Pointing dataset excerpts
········

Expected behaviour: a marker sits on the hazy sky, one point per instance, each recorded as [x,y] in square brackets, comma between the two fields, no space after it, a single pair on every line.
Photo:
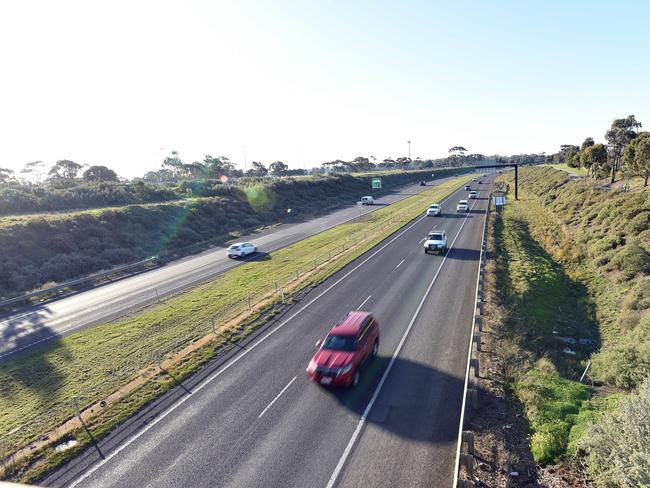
[124,83]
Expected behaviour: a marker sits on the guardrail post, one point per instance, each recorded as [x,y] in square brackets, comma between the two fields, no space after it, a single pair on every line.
[468,438]
[477,340]
[156,356]
[77,410]
[465,484]
[467,460]
[472,393]
[474,363]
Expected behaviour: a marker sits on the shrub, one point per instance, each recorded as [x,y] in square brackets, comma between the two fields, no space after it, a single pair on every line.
[617,447]
[631,260]
[626,363]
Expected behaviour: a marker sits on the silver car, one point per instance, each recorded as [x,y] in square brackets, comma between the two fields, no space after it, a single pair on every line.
[241,249]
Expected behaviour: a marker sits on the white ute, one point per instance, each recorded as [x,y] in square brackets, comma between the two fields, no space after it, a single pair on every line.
[436,241]
[433,210]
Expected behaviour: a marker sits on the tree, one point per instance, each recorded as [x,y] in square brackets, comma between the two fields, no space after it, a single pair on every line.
[618,137]
[278,168]
[34,171]
[64,171]
[6,176]
[173,164]
[594,158]
[458,150]
[257,169]
[99,173]
[636,157]
[218,167]
[588,142]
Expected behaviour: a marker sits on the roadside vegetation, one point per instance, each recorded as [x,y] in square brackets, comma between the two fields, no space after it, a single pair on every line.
[41,386]
[43,249]
[571,266]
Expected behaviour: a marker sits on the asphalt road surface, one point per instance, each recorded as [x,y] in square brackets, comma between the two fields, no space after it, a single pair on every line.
[252,418]
[39,324]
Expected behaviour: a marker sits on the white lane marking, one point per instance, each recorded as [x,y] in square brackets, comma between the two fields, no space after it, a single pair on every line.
[276,398]
[243,354]
[469,358]
[237,358]
[366,412]
[364,302]
[224,269]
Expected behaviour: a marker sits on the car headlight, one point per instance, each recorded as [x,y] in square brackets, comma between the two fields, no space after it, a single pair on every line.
[344,369]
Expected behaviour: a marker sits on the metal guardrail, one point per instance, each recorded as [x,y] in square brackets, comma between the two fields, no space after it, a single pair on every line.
[78,281]
[470,389]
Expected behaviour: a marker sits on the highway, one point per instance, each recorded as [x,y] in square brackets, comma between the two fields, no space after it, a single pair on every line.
[252,419]
[39,324]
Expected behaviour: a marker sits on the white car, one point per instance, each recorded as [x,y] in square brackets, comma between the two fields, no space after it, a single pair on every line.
[433,210]
[241,249]
[462,206]
[436,241]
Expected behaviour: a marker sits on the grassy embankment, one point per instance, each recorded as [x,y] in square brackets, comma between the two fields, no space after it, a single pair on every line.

········

Copy the part of the items that opens with the line containing "Expected behaviour: a marker sits on the white car, one" and runs to the end of the items, both ends included and the requests kept, shifting every coordinate in the answers by -66.

Expected behaviour: a marker sits on the white car, one point per instance, each recorded as [x,y] in square brackets, comma between the two fields, no space after it, a single pair on every line.
[367,144]
[175,183]
[396,140]
[370,175]
Expected behaviour: a marker sits on the grassy embankment, one point per instance, each recorded as [x,y] in square brackets, comma between the two fields, no space after it, a single pair on every line.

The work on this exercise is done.